- _THE EXERCISE_
Reproduce the rows from the line containing "of the green" down to the end of the rows, substituting "green shrub" for "green bush" and leaving everything else unchanged.

- _TASK INPUT_
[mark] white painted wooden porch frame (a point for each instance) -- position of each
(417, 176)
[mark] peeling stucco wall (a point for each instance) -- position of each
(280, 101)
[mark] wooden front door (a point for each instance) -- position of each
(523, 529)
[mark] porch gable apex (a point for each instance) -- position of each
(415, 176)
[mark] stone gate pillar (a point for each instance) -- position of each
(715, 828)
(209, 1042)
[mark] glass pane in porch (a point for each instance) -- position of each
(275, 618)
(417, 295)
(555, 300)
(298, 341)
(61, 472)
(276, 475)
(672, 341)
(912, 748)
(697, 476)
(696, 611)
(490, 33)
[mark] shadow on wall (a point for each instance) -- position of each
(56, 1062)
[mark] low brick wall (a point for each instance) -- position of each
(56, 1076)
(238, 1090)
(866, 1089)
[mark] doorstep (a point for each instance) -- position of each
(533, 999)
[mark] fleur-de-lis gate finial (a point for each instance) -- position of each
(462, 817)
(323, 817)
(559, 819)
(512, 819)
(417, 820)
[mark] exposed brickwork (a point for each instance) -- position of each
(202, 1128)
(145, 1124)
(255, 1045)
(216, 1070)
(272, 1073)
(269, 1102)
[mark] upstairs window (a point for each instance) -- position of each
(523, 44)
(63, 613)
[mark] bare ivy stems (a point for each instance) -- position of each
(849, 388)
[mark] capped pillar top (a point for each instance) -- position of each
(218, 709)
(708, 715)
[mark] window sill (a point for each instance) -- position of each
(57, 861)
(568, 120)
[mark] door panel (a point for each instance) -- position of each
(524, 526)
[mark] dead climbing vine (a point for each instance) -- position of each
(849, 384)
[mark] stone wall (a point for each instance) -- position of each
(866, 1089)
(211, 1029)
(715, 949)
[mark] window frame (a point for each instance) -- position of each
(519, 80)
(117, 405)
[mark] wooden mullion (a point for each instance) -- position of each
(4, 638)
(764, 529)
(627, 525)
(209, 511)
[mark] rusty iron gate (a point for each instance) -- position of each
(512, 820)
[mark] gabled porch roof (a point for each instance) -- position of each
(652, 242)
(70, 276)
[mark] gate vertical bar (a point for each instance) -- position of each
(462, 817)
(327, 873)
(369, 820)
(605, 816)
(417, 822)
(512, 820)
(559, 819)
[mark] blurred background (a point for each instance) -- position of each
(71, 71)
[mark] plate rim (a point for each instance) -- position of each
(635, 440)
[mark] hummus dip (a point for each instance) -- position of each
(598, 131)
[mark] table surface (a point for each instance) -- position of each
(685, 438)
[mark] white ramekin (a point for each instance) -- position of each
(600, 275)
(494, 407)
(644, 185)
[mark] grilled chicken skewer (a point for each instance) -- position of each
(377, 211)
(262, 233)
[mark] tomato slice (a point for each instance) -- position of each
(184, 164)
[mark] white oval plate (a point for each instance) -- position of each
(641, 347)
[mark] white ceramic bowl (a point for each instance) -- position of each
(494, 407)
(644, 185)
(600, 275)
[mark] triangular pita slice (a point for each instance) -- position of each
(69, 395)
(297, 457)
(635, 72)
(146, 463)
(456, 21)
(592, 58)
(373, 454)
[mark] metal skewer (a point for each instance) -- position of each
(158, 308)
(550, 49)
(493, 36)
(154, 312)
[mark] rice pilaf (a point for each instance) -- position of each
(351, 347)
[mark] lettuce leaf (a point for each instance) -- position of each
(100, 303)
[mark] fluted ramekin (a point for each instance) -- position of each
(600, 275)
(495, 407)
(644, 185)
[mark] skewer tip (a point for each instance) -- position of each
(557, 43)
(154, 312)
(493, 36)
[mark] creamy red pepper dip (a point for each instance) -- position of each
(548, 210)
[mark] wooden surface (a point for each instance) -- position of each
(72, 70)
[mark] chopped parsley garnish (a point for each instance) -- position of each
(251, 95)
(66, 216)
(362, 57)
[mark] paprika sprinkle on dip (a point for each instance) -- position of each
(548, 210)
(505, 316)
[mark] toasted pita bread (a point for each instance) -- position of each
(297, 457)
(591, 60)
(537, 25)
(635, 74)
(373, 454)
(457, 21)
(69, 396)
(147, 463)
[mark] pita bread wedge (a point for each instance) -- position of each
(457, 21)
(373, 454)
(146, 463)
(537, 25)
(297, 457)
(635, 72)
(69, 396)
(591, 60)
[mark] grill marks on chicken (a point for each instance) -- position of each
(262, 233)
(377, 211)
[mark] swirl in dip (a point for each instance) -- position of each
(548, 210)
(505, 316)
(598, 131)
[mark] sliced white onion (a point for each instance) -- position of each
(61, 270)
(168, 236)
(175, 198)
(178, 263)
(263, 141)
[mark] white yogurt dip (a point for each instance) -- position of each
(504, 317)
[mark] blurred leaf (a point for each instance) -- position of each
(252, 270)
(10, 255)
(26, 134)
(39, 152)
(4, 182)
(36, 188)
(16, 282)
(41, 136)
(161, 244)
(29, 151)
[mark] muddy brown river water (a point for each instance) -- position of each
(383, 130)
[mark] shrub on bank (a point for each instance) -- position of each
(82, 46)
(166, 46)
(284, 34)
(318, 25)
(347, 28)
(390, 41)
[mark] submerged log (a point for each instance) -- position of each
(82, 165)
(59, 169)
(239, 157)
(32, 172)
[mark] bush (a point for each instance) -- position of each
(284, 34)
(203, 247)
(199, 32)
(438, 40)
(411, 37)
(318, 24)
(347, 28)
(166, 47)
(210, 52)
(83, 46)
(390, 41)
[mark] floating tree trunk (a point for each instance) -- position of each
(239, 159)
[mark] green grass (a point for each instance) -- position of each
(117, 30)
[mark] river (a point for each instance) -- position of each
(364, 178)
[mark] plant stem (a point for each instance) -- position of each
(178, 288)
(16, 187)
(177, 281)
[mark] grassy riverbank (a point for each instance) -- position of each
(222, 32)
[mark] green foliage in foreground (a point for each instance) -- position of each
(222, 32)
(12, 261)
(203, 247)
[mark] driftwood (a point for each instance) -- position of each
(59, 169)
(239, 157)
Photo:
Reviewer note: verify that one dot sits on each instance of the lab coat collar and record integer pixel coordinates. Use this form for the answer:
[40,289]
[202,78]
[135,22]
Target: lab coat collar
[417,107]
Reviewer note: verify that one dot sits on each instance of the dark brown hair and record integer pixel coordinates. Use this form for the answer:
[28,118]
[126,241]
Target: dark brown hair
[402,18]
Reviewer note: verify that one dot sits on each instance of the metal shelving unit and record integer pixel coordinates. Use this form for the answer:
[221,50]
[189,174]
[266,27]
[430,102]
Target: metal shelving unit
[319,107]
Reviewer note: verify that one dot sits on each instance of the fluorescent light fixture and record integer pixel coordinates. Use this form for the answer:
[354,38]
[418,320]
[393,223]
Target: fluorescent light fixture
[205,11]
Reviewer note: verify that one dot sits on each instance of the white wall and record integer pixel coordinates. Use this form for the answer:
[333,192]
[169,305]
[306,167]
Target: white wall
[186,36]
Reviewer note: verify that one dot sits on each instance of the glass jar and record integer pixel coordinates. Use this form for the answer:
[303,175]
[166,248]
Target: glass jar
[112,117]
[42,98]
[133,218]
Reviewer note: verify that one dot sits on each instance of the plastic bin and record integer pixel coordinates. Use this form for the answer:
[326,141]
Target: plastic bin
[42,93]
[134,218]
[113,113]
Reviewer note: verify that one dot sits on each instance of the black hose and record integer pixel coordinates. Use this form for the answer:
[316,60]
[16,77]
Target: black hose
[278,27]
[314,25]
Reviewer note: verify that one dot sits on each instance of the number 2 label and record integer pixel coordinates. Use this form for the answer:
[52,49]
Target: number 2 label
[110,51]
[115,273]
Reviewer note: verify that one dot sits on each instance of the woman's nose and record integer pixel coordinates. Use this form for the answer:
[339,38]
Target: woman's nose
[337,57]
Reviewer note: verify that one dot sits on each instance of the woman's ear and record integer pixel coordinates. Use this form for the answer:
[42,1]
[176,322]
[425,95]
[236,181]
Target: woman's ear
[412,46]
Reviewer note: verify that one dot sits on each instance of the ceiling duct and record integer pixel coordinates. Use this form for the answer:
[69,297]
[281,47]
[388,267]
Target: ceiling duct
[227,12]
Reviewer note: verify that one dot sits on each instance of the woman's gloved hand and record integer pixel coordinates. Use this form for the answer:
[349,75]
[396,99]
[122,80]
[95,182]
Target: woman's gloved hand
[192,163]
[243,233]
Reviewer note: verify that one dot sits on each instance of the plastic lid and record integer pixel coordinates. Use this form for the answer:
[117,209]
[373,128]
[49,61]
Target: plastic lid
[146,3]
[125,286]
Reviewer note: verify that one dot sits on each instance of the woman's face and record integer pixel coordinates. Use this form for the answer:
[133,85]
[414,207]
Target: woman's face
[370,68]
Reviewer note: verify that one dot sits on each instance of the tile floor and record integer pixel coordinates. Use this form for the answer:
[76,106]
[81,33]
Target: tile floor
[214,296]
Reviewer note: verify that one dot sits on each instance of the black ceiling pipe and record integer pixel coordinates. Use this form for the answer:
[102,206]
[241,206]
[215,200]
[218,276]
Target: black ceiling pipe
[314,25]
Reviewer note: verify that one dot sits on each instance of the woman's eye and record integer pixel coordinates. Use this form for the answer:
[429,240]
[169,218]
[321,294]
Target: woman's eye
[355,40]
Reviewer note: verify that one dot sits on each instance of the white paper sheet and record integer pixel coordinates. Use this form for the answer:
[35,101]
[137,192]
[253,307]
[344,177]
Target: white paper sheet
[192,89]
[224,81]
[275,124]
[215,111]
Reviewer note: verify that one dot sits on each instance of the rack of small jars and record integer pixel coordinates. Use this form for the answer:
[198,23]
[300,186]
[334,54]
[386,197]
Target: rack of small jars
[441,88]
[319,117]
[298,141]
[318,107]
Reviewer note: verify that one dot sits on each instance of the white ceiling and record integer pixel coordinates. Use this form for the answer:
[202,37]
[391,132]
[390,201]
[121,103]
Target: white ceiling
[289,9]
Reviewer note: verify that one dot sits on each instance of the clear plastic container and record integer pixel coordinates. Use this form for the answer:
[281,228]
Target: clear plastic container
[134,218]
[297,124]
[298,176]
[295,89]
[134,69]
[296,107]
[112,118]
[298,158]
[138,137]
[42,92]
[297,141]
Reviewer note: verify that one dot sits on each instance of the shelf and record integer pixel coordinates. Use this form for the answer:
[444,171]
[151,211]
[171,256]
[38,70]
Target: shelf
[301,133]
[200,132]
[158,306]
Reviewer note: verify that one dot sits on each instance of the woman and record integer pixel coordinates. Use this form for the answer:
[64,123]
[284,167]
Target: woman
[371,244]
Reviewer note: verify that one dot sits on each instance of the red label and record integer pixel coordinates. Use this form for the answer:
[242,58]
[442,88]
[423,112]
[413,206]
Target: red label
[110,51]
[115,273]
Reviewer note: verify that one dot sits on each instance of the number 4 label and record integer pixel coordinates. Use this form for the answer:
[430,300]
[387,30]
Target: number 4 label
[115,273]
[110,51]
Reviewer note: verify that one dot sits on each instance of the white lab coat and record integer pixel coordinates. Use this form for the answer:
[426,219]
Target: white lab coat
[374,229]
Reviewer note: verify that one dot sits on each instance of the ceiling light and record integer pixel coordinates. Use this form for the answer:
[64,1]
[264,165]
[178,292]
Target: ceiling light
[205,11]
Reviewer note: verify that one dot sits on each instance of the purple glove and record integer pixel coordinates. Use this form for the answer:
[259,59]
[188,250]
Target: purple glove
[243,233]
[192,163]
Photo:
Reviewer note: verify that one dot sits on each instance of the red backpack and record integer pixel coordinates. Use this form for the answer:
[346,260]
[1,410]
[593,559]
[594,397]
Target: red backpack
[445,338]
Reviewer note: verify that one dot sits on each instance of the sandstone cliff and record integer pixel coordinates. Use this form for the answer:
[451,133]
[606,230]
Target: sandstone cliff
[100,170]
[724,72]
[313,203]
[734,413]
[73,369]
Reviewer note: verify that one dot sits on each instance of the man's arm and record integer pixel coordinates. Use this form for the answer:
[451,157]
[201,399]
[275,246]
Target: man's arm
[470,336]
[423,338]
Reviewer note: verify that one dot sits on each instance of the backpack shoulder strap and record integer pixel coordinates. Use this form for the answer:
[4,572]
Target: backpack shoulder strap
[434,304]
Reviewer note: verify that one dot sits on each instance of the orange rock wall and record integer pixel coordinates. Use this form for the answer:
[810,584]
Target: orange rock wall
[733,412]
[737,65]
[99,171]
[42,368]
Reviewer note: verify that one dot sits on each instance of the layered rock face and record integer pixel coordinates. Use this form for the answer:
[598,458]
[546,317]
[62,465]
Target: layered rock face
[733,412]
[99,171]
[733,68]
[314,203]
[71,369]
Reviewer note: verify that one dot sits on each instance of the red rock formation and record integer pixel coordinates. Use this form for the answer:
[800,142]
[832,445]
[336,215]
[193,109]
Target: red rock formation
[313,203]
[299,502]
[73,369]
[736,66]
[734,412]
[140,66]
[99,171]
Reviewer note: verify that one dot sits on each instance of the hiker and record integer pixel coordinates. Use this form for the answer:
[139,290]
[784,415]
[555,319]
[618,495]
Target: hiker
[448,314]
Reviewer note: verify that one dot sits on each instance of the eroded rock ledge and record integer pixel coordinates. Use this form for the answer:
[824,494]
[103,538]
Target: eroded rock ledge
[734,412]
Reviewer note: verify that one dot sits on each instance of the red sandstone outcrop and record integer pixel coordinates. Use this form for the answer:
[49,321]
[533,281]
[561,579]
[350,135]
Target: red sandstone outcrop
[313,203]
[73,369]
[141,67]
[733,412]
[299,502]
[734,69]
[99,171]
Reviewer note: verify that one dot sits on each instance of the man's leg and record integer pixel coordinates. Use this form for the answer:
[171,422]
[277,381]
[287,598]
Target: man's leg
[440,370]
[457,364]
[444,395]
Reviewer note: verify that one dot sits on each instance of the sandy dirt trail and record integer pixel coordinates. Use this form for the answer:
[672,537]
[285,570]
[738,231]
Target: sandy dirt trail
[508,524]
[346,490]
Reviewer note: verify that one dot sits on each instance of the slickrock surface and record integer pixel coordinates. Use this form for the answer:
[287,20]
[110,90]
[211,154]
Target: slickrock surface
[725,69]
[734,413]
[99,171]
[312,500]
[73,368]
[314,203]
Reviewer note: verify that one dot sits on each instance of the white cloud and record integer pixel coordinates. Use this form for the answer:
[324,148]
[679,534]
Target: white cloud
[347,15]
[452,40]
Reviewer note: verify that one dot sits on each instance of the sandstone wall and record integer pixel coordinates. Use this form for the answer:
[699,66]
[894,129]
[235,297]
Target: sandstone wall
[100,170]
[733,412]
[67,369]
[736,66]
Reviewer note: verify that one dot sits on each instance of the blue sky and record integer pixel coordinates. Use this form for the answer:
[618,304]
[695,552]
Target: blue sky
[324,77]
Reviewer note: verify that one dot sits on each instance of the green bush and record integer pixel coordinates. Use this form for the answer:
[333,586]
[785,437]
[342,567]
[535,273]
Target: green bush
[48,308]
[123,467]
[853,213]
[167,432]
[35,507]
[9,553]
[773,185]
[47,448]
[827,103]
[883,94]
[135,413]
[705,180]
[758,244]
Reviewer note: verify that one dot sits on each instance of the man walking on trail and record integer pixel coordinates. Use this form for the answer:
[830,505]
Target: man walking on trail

- _ANSWER TO THE TASK_
Reviewer note: verify that one dot sits on each instance of the green shrub and record integer pixel coordinates. Use this form for the answer:
[333,586]
[785,437]
[342,567]
[535,273]
Target: green shrub
[48,308]
[123,467]
[853,213]
[167,432]
[35,507]
[9,553]
[773,185]
[47,448]
[827,103]
[883,94]
[135,413]
[705,180]
[758,244]
Reviewer note: verify that one dot sits on each instance of the man walking on trail and record integer pixel coordinates. Use this form for the answer:
[830,505]
Target: man walking on trail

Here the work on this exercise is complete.